Records provided |
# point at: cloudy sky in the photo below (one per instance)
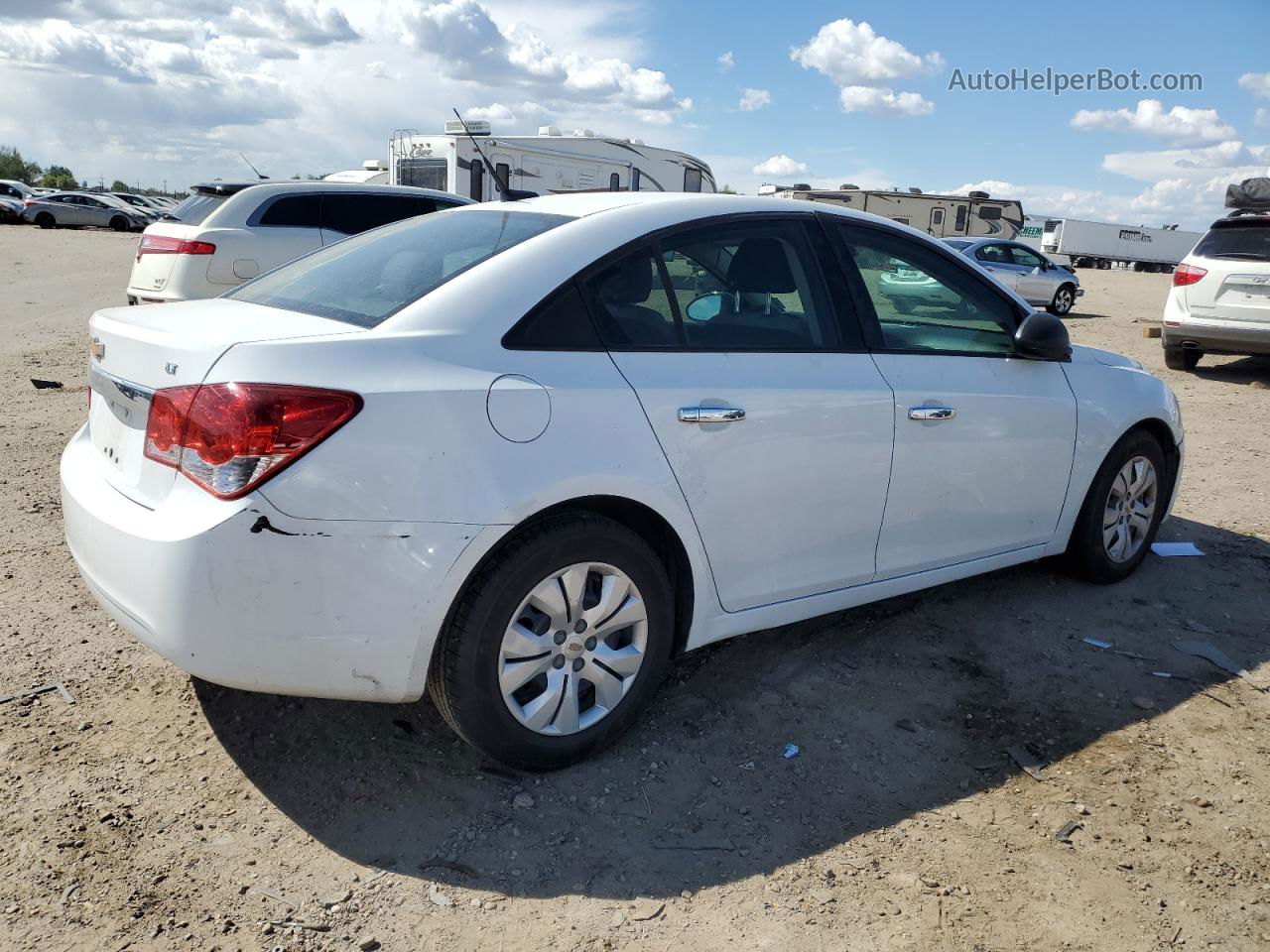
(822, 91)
---
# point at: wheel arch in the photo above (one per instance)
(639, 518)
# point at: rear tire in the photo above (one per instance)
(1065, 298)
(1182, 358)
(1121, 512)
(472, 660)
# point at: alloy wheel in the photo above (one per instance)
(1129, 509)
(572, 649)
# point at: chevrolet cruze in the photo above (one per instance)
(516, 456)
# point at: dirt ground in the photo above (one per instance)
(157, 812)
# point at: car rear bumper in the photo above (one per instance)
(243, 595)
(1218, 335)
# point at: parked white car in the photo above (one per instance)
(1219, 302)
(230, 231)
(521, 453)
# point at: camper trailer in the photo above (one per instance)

Your task | Copy out precisely the lines from the line with "# point at: dirt" to the line with "# point at: camper" in the material above, including those two lines and omitting all the rest.

Solution for this exercise |
# point at: dirt ground in the photo above (one per instance)
(157, 812)
# point at: car rear bumper in the photo above (one per instance)
(243, 595)
(1218, 335)
# point at: parked white car in the photo above (one per instance)
(1219, 302)
(230, 231)
(521, 453)
# point at: camper trailer in the photo above (one per instance)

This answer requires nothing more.